◆ TASK INSTRUCTIONS
Locate every line in the records below that contains the string "trim", and copy each such line. Matching is case-sensitive.
>>
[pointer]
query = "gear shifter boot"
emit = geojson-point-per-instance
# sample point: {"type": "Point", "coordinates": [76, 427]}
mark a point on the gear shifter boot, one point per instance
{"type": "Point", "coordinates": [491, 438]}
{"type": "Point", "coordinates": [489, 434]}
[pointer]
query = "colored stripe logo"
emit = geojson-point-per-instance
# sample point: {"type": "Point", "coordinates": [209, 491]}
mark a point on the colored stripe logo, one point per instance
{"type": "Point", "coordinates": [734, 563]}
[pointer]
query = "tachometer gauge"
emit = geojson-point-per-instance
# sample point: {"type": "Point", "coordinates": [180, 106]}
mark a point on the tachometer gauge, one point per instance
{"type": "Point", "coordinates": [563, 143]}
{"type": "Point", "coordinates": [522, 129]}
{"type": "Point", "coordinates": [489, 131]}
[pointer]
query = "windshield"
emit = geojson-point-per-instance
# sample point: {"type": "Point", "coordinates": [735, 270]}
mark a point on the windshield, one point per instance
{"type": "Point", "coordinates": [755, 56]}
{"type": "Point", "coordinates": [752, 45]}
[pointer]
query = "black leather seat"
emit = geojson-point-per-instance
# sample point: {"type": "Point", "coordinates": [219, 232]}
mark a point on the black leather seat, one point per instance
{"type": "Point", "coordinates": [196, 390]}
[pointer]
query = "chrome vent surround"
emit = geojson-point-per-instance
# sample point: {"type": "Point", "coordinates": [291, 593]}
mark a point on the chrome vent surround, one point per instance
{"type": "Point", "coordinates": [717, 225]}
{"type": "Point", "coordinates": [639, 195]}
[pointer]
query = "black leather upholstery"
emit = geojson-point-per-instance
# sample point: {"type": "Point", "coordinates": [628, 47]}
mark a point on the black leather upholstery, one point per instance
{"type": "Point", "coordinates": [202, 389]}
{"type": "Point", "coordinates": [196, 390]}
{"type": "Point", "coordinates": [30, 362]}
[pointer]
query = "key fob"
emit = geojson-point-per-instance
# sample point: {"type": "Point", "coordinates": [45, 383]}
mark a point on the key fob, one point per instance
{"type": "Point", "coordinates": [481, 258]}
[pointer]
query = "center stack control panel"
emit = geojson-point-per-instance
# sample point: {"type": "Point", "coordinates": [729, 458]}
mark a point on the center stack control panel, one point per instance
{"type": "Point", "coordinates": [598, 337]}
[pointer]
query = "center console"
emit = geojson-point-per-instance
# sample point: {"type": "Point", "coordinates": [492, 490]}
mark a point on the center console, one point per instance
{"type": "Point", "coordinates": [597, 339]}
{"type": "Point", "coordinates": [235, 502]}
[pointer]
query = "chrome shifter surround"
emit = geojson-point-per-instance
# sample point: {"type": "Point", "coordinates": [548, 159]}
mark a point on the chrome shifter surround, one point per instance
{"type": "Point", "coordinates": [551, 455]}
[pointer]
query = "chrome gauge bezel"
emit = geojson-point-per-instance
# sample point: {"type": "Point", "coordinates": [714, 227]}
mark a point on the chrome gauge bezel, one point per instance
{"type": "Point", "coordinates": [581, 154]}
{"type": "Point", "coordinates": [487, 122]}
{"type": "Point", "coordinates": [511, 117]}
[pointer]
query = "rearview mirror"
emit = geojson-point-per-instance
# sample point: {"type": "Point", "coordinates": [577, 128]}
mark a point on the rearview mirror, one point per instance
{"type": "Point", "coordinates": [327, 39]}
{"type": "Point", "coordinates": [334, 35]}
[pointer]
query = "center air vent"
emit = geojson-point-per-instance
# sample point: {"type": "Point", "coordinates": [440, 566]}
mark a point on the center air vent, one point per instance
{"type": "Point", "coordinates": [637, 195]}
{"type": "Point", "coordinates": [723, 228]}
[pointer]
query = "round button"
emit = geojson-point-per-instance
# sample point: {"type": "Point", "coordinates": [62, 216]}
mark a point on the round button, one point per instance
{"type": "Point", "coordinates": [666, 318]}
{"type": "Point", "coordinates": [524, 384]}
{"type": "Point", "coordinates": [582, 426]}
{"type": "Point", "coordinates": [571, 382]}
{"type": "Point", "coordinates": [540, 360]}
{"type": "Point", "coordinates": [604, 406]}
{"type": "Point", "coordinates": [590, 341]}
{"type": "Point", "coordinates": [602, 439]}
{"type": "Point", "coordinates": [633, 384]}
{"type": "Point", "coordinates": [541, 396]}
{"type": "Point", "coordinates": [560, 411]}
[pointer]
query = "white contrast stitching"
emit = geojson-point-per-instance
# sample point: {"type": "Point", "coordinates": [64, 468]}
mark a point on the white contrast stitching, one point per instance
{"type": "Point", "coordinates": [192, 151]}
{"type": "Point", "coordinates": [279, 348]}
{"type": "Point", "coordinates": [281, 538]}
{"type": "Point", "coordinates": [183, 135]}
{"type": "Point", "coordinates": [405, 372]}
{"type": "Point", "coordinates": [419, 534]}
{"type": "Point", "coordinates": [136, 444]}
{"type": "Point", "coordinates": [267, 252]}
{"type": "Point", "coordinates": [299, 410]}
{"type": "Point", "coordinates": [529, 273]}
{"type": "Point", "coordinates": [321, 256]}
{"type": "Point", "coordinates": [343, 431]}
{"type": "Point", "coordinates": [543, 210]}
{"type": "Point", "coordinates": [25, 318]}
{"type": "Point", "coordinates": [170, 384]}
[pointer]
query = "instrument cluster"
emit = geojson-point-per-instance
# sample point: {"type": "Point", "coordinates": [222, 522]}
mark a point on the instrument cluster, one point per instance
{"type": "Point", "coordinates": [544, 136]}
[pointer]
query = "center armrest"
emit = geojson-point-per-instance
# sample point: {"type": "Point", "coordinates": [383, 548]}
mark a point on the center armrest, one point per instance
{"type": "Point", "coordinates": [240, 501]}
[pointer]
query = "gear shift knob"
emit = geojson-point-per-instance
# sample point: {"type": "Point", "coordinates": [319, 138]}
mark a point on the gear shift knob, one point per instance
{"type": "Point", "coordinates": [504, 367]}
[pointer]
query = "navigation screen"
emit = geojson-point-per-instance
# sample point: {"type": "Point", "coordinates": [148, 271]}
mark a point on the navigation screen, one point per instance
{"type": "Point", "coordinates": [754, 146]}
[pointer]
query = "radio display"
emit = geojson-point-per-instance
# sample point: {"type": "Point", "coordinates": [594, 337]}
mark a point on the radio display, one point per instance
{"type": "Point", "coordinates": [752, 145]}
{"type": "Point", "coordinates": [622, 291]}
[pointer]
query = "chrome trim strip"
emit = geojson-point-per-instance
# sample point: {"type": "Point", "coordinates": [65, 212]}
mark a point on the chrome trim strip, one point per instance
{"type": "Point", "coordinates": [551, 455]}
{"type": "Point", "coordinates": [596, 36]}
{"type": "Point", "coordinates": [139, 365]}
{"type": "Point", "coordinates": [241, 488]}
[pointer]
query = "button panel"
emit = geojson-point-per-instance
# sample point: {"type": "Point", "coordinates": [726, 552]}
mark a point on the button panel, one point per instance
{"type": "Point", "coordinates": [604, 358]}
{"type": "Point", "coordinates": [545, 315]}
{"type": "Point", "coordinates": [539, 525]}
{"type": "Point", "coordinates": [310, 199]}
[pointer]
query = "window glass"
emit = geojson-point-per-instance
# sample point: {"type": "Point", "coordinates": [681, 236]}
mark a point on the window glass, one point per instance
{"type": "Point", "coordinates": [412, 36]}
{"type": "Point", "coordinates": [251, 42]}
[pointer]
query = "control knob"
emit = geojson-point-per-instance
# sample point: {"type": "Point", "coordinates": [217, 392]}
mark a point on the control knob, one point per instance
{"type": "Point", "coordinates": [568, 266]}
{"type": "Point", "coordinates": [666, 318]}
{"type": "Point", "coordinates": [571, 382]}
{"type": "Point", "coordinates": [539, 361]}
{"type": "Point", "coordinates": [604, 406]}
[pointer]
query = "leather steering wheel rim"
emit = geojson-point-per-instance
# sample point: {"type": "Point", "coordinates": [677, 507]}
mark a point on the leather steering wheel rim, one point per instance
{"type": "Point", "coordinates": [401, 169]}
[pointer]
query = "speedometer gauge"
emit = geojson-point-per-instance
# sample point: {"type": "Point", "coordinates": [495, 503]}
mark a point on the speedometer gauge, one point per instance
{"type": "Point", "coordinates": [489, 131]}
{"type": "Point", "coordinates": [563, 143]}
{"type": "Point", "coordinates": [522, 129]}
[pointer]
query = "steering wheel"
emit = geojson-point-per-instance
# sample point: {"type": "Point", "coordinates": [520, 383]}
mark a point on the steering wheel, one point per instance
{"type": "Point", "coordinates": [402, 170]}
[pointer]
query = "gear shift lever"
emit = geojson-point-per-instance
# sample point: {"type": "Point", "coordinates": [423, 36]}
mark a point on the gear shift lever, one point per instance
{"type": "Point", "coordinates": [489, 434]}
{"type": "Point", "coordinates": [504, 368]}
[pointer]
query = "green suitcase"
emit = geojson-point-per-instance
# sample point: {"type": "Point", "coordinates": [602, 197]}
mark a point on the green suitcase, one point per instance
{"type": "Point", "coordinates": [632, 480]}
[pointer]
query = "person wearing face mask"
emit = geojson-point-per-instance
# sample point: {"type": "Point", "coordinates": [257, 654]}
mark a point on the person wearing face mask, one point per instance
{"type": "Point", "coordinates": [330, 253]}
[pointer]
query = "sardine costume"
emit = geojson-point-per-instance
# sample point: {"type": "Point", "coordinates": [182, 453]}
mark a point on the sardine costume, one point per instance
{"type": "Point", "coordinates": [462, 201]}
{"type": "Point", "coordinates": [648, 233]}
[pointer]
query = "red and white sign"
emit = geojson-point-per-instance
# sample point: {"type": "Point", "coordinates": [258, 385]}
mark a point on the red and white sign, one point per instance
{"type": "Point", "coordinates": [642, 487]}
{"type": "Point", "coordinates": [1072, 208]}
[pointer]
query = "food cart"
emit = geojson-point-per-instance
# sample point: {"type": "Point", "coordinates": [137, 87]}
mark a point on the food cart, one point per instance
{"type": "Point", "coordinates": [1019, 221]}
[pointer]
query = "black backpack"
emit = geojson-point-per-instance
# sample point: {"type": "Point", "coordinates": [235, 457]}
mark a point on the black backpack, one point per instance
<<
◆ CORRECT RESULT
query = "chrome trim strip"
mark a point on the chrome trim strip, one point per instance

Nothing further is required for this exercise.